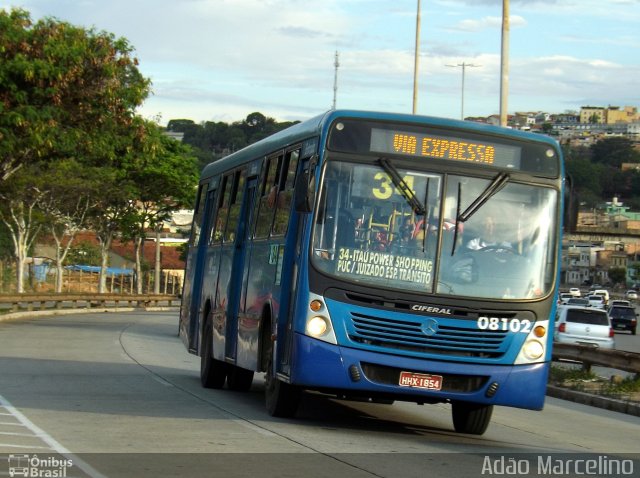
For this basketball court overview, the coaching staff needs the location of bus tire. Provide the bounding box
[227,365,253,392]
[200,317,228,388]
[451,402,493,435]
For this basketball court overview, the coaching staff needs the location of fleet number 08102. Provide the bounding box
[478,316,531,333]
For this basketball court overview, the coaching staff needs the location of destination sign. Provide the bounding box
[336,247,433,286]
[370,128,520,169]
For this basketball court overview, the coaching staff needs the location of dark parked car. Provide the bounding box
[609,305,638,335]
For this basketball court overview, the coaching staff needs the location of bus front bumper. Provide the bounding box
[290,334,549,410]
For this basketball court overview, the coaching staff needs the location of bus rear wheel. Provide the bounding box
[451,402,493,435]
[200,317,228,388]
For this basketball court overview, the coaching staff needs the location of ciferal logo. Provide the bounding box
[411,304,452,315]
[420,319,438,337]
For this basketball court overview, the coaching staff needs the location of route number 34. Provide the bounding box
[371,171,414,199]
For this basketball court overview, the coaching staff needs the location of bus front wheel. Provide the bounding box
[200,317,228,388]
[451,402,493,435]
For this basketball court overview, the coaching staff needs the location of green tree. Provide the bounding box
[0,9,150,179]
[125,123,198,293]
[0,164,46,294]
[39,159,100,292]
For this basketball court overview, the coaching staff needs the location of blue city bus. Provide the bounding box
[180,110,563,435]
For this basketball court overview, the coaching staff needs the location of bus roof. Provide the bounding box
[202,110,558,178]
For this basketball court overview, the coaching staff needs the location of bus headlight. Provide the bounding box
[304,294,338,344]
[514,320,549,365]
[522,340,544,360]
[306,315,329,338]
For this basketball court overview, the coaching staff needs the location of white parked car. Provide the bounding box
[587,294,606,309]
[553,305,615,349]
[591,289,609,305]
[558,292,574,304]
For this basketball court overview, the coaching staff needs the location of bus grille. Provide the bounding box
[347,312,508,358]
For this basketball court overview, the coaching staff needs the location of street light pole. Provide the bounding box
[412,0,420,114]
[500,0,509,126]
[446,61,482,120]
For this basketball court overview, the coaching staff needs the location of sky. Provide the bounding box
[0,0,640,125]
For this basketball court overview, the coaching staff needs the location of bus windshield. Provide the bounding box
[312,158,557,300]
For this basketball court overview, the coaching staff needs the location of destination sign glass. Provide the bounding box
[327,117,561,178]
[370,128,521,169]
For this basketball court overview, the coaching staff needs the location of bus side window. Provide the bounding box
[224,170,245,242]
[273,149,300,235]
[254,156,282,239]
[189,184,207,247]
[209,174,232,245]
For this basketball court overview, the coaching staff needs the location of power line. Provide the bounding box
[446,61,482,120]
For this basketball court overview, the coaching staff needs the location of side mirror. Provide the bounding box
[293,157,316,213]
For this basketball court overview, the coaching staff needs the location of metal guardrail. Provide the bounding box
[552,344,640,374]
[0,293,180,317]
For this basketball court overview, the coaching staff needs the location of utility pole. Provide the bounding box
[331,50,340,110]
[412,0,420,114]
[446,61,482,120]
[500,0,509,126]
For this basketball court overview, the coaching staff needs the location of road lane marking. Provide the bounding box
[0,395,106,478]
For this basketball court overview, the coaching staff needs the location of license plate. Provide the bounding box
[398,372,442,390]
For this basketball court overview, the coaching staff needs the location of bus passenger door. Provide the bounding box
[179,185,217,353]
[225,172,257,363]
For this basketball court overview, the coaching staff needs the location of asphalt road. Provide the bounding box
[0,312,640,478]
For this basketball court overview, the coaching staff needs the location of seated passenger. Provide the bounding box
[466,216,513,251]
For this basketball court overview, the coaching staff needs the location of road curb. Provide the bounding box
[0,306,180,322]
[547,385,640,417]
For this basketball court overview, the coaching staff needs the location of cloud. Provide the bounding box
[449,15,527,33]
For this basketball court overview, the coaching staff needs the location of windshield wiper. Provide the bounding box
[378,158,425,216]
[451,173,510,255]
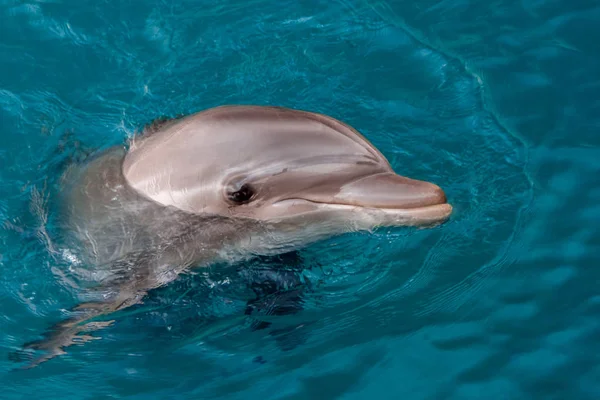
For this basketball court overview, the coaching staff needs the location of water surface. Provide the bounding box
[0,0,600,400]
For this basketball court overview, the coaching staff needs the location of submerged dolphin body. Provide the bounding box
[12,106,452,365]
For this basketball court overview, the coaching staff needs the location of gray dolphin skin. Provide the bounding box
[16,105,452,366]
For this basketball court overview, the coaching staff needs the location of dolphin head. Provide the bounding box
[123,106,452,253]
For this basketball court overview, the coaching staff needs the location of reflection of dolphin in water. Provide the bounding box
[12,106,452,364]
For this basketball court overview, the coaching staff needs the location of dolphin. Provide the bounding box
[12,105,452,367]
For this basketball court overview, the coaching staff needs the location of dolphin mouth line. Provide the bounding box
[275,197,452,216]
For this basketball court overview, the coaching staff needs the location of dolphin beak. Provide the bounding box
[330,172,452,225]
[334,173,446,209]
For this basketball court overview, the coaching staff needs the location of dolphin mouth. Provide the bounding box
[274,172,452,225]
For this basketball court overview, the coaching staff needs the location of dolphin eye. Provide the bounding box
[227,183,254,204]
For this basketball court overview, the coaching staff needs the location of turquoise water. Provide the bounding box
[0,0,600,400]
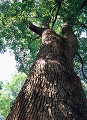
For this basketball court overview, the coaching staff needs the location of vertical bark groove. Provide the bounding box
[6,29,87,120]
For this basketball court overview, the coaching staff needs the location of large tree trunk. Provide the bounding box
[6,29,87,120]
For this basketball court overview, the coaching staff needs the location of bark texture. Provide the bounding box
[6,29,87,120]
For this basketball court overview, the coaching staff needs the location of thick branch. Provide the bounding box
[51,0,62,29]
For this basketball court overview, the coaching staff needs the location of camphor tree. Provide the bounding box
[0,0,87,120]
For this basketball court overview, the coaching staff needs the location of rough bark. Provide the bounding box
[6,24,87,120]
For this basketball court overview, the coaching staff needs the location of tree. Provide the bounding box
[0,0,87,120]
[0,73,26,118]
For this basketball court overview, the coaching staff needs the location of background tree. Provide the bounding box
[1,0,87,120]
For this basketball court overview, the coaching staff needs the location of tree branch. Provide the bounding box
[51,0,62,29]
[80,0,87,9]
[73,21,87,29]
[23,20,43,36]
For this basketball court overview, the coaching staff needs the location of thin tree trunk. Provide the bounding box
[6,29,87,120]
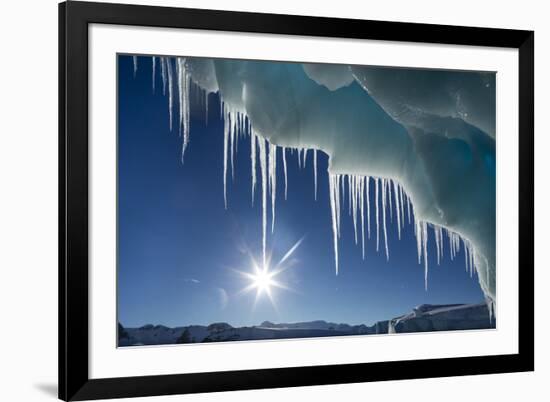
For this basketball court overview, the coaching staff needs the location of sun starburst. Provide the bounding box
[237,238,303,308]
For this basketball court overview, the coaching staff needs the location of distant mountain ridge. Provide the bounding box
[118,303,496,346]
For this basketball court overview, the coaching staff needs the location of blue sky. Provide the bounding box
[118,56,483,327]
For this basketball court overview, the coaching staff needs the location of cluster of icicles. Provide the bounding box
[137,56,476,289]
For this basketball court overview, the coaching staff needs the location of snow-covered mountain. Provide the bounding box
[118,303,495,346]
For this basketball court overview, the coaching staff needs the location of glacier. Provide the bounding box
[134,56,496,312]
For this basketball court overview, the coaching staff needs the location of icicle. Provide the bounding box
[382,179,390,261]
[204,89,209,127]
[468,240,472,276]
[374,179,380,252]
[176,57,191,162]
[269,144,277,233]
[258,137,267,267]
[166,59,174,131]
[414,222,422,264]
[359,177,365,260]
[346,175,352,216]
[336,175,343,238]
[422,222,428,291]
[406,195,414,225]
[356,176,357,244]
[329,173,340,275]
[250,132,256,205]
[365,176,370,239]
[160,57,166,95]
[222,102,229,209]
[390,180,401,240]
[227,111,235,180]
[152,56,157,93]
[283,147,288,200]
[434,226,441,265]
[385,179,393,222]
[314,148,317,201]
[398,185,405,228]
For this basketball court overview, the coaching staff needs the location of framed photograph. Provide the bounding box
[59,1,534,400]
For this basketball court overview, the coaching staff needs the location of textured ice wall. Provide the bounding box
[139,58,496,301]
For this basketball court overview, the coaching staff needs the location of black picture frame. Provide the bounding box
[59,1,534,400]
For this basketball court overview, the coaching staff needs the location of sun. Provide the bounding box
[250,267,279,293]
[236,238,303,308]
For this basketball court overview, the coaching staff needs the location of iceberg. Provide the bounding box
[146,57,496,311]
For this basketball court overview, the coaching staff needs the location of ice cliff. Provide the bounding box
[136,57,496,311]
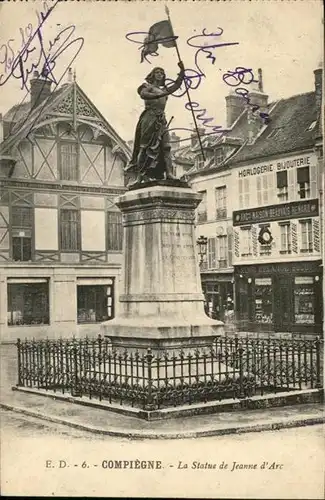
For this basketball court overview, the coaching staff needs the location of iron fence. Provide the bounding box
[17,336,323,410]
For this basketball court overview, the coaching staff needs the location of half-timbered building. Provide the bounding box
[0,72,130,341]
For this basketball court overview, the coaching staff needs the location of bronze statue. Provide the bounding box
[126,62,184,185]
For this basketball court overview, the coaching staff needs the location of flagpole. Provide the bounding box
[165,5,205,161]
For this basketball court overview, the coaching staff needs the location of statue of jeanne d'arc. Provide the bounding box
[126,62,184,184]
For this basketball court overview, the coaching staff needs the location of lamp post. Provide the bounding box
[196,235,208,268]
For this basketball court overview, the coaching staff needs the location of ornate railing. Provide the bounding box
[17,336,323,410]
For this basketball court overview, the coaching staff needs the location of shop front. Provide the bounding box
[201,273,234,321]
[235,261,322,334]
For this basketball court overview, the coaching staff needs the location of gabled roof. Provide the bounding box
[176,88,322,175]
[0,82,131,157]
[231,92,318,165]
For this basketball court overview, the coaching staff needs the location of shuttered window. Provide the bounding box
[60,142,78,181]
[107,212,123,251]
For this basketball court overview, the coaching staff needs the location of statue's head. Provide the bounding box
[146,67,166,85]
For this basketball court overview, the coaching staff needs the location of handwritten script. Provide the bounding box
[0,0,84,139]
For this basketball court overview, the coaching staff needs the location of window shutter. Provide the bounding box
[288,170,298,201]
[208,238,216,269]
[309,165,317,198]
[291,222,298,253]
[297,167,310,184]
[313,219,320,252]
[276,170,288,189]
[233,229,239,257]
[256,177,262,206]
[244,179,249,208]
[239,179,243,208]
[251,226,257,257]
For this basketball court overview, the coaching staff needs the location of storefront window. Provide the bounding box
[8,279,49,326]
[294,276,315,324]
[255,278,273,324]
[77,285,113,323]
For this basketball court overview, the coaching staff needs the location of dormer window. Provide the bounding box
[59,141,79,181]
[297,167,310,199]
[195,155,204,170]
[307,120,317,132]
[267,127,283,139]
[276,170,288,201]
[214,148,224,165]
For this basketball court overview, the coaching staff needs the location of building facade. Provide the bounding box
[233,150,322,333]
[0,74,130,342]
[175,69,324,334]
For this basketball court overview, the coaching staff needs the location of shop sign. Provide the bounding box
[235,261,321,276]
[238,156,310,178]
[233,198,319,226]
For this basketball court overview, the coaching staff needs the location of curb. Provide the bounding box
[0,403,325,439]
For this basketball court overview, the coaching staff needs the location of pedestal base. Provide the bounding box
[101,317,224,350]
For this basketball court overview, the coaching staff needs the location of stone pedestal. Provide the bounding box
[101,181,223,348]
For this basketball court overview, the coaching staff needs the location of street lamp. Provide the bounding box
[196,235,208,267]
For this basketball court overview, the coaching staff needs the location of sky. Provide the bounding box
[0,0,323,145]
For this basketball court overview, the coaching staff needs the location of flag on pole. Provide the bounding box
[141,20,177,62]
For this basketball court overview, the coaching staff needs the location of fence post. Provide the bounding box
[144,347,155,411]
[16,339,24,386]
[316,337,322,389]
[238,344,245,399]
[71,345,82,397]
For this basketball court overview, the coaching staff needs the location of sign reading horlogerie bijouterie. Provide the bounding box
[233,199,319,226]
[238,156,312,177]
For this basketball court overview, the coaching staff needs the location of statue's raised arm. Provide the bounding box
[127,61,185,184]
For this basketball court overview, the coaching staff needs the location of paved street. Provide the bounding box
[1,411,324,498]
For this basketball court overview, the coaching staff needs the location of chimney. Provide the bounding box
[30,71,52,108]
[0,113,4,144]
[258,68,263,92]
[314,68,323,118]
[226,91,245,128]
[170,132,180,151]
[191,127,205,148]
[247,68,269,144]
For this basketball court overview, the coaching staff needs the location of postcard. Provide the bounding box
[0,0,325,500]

--- --- ---

Copy out the data verbatim, beginning with the line that contains "lamp. Provide the bounding box" and continuing through the last line of the data.

ANSWER:
For this basketball court overview, the coaching staff needs the location of street lamp. Provide the bounding box
[196,235,208,267]
For this basketball court overview, the coaching staff needs the location of sky. Provide the bounding box
[0,0,323,145]
For this basketball court overview, the coaching staff needs the location of flag on pole. Provide the bounding box
[141,20,177,62]
For this basketball court overview, the coaching staff needs the location of fence post. Provide the bounding box
[144,347,155,411]
[16,339,24,386]
[316,337,322,389]
[238,344,245,399]
[71,345,82,397]
For this basketball court overview, the coaching staff needs the location of sign reading horlogerie bijouterie. Provide the bounding box
[233,199,319,226]
[238,156,312,177]
For this basketball court overview, the coaching staff needs the location of statue's raised arm. Provide the bounding box
[127,61,185,184]
For this basketball court overview, the coaching staff needs the location of paved street. Provide the bounding box
[1,411,324,498]
For this basketball court overview, the coaching staff needs the location of chimney. Provide the bounding box
[30,71,52,108]
[0,113,4,144]
[258,68,263,92]
[314,68,323,118]
[226,91,245,128]
[170,132,180,151]
[191,127,205,148]
[247,68,269,144]
For this basketball court overview, the coaching staff needs the location of postcard. Provide the bounding box
[0,0,325,500]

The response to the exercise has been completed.